- **Study material**
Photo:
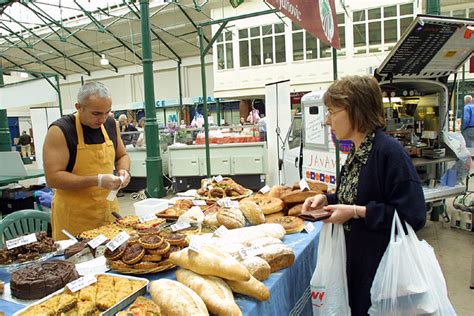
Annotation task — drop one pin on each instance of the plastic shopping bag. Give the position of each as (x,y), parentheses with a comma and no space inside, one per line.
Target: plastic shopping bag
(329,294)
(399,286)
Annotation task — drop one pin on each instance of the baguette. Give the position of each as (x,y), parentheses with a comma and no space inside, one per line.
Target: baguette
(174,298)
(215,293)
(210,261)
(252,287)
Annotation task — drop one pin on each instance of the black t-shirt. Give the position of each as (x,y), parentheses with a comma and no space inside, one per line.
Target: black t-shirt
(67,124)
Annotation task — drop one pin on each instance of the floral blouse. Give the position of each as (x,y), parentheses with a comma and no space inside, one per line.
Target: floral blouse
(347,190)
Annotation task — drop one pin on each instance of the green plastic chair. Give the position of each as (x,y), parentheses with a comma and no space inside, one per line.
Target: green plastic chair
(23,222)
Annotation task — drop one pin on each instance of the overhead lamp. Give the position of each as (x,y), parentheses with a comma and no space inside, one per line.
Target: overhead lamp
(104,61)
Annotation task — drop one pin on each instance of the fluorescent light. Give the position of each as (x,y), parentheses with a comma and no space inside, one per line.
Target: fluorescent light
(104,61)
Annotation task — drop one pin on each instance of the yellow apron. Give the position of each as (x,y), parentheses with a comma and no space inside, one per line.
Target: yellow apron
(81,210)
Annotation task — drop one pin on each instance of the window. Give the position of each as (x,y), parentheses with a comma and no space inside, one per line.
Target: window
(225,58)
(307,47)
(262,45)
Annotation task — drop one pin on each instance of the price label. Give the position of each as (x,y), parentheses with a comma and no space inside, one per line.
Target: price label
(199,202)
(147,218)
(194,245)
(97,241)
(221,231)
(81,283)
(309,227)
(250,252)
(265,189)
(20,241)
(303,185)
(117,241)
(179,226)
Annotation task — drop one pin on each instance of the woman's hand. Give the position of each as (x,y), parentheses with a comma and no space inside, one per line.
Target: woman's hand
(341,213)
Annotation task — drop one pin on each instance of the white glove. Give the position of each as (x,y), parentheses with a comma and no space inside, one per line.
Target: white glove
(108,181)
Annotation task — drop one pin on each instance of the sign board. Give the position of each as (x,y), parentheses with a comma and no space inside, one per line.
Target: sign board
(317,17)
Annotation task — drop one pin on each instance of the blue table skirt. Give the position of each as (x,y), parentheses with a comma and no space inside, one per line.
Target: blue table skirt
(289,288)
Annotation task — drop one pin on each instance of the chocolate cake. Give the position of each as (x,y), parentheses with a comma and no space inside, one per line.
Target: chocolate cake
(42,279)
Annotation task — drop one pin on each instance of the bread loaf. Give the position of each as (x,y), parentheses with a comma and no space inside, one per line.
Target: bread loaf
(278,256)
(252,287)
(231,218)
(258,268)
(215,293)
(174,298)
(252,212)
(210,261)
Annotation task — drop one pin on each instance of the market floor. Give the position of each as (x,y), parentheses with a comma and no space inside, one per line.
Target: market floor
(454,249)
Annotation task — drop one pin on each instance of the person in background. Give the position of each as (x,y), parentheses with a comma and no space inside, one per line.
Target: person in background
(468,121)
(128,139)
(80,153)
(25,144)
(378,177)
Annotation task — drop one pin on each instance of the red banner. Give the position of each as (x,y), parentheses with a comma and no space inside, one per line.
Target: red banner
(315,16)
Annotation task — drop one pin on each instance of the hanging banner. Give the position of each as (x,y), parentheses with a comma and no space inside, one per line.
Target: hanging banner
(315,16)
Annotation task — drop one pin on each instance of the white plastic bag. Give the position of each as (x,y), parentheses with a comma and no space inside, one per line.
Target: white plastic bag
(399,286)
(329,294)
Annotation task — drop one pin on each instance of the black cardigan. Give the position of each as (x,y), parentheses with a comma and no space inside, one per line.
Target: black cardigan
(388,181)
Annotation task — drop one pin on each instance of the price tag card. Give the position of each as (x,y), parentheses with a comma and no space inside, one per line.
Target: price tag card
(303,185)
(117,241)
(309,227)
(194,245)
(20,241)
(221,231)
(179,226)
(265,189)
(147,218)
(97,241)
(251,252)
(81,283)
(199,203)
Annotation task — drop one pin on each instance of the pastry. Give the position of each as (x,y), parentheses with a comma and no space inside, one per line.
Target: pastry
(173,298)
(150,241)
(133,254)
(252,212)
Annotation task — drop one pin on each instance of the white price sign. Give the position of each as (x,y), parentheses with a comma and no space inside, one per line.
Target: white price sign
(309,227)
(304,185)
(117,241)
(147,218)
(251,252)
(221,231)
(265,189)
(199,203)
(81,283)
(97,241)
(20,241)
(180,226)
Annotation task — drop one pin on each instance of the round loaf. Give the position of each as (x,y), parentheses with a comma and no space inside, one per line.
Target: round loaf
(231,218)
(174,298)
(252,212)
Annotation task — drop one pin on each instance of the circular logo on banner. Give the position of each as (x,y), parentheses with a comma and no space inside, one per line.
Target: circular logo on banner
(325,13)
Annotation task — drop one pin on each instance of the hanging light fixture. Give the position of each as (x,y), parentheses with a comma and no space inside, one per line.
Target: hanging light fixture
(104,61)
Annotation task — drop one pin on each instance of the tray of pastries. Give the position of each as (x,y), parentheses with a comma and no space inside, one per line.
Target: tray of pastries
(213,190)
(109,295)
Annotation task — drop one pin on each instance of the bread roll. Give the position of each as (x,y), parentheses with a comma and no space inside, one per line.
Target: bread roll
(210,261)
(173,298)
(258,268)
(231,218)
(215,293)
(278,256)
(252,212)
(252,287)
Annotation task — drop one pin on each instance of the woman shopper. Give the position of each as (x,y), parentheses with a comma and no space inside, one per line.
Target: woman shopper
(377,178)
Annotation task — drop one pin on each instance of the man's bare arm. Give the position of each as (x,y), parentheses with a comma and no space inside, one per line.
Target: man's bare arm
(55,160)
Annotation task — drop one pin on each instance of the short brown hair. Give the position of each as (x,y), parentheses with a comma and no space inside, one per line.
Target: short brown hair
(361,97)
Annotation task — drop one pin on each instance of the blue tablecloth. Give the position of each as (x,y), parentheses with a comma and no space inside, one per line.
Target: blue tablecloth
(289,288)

- **Task instructions**
In the copy, every entry appears exactly as written above and no picture appears.

- **Task solution**
Photo:
Annotation task — drop one pin on each instance of the plastic shopping bag. Give the position of each as (x,y), parentheses with a comma and no space inside, one per line.
Target: plastic shopping bag
(329,294)
(399,286)
Annotation task — drop one pin on each instance of the baguette. Give the position of each as (x,y), parentheses with a comma and no space inside, one per line.
Target: baguette
(174,298)
(215,293)
(210,261)
(252,287)
Annotation task — drop one pin on each instance of the black t-shirt. Give the position of each as (x,y), parentheses with a comma and no space inside, one per line.
Target: black t-shirt
(67,124)
Annotation task — drop one pin on each instance of the floral blouse. Give the position of each as (x,y), parentheses with a comma and no space inside, one per line.
Target: floral blouse
(347,190)
Annotation task — drop one pin on each instance of the green plastic chair. Give the position of each as (x,y), parentheses with a comma and no space inside, one per line.
Target: green plastic chair
(23,222)
Annotation task — drop one pin on each instance of the overhead lamp. Give the position of each as (x,y), parentheses with a comma and no space inside, one per line.
Target: overhead lamp
(104,61)
Annotation task — drop one pin on each instance of the fluorescent light. Give the position of each as (x,y), parentheses with a comma and no space inside, one per line.
Target: fluorescent light
(104,61)
Annotation task — drop one pin on each instance of the yellow apron. Give the position of each as (x,y), parentheses with a comma and no space inside, one per line.
Target: yellow apron
(81,210)
Annotation task — drop one pin on each instance of the window. Give the position of each as (x,y), parentheses with a comma and no space inside, one per line.
Target: window
(225,58)
(307,47)
(262,45)
Annotation task — drop one pin on each instance of the price label. Give the position of each as (x,y), parentheses with a comma and no space inside, one per line.
Target: price label
(199,202)
(147,218)
(194,245)
(97,241)
(221,231)
(81,283)
(309,227)
(250,252)
(265,189)
(20,241)
(303,185)
(117,241)
(179,226)
Annotation task — drop one pin on each instance of the woman's hand. Give the position of each as (x,y), parentheses with a comma and no space inside, one per line.
Target: woman's hand
(341,213)
Annotation task — drop one pin on each instance of the white glove. Give the position of each as (x,y), parentheses with a comma and no space inside, one per line.
Target: white glove
(108,181)
Annotation task — drop one pin on each instance of the sign board. Give the position of each as (x,y), parentheses with a comma and no space inside, one per line.
Target: sign board
(317,17)
Annotation task — drop one pin on each instance of the blue table skirt. Give the position of each as (x,y), parentheses with a comma and no space inside, one per line.
Target: blue table skirt
(289,288)
Annotation task — drop one pin on each instance of the chocolate cake. Give the position of each as (x,y), parentheses with a comma and no space inside, one per line.
Target: chocolate cake
(42,279)
Annotation task — drop one pin on each instance of the bread loaf. Give the position of each as (x,y), parentheses with a comma and no space inside, one per line.
Target: bread loaf
(278,256)
(252,287)
(231,218)
(258,268)
(215,293)
(174,298)
(252,212)
(210,261)
Annotation task — drop one pin on each instance of the market floor. Give the position of each as (x,y), parentheses with a comma and no space inside, one per line.
Target: market floor
(454,249)
Annotation task — drop one pin on each instance of the person in background. Give the position of each as (x,y), parentheses with a comma and no space inside, one per line.
Target: person in background
(468,121)
(128,139)
(80,153)
(25,144)
(378,177)
Annotation task — drop one pin on each instance of the red banner. Give the position of each as (x,y), parentheses with a comma and no space inside, one per line.
Target: red banner
(315,16)
Annotation task — drop one pin on each instance of the hanging banner. Give the position of each as (x,y), parentheses with a comma and no space inside, one per line.
Target: hanging banner
(315,16)
Annotation task — drop one pin on each instance of the white plastic bag. Give the position of each as (x,y), parentheses with a comma and no space inside, one per line.
Target: white plastic bag
(399,286)
(329,294)
Annotation task — drop one pin on each instance of the black cardigan. Give the position of each as (x,y), parentheses with a comma and no space inside, one per line.
Target: black cardigan
(388,181)
Annotation task — drop one pin on each instance of the price tag card. Give the position of each as (x,y), parentheses with a comma and no space inside, one per line.
Target: price tag card
(303,185)
(117,241)
(309,227)
(194,245)
(20,241)
(221,231)
(179,226)
(265,189)
(147,218)
(97,241)
(251,252)
(81,283)
(199,203)
Annotation task — drop one pin on each instance of the pastry. Give the position of each as (x,y), parentheses with a comma and no space inside, one per line.
Target: pastry
(173,298)
(150,241)
(133,254)
(252,212)
Annotation task — drop one pin on each instance of the white price sign. Give the position of each as (x,y), parentheses with a comma and no space inside, one per line.
Target: white price sign
(309,227)
(304,185)
(117,241)
(147,218)
(251,252)
(221,231)
(265,189)
(199,203)
(81,283)
(97,241)
(20,241)
(180,226)
Annotation task — drop one pin on each instance of the round loaf. Give the position of each as (x,y), parentheses with a comma and no space inside, one per line.
Target: round loaf
(231,218)
(174,298)
(252,212)
Annotation task — drop one pin on each instance of the circular logo on banner. Give the position of each as (x,y), parentheses with a comma and no space inside, one per line.
Target: circular logo on banner
(325,13)
Annotation task — drop one pin on each instance of the hanging light fixture. Give the position of each as (x,y), parentheses with a comma and no space inside, one per line.
Target: hanging light fixture
(104,61)
Annotation task — drop one pin on each instance of the tray of pastries. Give the position of each as (x,y), parentheses with a comma and no space inside, one per line.
Target: tray of pastries
(213,190)
(109,295)
Annotation task — drop one pin on each instance of the bread roll. Give the position of each as (x,y), parentheses with a comma and no space inside, one per line.
Target: bread roll
(210,261)
(173,298)
(258,268)
(231,218)
(215,293)
(278,256)
(252,212)
(252,287)
Annotation task — drop one pin on each instance of the woman shopper. Give the position of each as (x,y), parentheses with a comma and no space inside, one per line.
Target: woman shopper
(377,178)
Annotation task — drop one pin on each instance of the man's bare arm. Give the position of each as (x,y), parentheses with a comma and no space inside, one per line.
Target: man's bare arm
(55,160)
Annotation task — drop one pin on each instance of the short brown hair. Give the position of each as (x,y), parentheses with a comma and no space inside, one per line.
Target: short brown hair
(361,97)
Annotation task — drop one pin on each instance of the blue tablecloth. Give the position of each as (x,y), parentheses with a comma and no space inside, one per line.
Target: blue tablecloth
(289,288)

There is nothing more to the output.